* **Material**
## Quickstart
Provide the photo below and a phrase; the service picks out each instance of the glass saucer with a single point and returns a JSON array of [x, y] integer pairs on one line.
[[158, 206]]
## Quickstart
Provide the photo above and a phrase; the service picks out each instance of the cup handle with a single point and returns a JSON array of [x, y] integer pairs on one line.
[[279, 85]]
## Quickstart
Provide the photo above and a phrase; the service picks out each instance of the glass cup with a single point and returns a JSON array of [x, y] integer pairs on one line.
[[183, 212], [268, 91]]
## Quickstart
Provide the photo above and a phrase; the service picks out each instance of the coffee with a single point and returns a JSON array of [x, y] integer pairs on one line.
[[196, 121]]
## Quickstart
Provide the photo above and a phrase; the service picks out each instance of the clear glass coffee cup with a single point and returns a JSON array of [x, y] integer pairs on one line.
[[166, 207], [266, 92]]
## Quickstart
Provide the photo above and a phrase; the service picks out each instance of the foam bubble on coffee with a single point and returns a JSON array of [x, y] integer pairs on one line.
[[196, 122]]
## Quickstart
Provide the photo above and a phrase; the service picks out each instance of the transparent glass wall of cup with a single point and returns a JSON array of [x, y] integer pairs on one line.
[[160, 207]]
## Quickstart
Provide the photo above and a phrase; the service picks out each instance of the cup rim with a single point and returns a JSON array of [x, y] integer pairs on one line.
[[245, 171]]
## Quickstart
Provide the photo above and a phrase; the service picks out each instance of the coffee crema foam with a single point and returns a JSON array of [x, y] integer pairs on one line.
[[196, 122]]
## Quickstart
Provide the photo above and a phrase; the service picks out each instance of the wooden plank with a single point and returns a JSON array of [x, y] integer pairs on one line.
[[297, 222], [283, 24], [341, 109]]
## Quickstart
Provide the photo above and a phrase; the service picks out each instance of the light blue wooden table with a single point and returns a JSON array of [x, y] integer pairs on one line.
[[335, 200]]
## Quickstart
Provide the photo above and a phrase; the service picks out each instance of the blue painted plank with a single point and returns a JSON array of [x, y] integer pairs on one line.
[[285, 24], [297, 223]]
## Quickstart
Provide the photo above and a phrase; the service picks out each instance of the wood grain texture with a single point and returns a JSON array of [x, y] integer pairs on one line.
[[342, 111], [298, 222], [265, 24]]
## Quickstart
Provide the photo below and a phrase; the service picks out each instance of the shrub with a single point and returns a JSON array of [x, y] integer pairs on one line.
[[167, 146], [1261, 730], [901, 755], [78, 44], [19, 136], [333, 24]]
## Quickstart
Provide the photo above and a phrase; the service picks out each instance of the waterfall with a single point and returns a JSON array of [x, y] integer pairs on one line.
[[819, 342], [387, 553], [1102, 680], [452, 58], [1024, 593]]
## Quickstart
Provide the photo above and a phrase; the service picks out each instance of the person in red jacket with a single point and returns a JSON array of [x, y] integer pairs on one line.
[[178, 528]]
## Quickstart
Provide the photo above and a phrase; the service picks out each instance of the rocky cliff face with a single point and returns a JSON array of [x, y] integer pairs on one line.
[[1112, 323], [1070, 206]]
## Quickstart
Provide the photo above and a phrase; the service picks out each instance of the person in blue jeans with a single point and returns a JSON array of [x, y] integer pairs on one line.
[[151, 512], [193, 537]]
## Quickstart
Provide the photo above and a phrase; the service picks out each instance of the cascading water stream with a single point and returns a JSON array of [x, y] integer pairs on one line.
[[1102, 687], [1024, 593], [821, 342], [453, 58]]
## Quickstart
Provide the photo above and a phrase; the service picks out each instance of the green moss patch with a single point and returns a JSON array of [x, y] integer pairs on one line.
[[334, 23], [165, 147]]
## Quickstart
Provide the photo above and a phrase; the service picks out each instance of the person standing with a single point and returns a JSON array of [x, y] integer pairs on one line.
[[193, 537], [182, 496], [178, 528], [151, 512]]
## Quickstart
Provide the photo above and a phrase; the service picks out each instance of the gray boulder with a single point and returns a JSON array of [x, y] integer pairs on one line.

* **Task instructions**
Show each line in the entries above that contains the word "clear". Treat uppercase and lowercase as different.

* **Expected answer**
Provide the photo above and a phrase; the service picks out each instance of the clear glass coffee cup with a single point and returns a JSON array of [x, y] integer pairs on one line.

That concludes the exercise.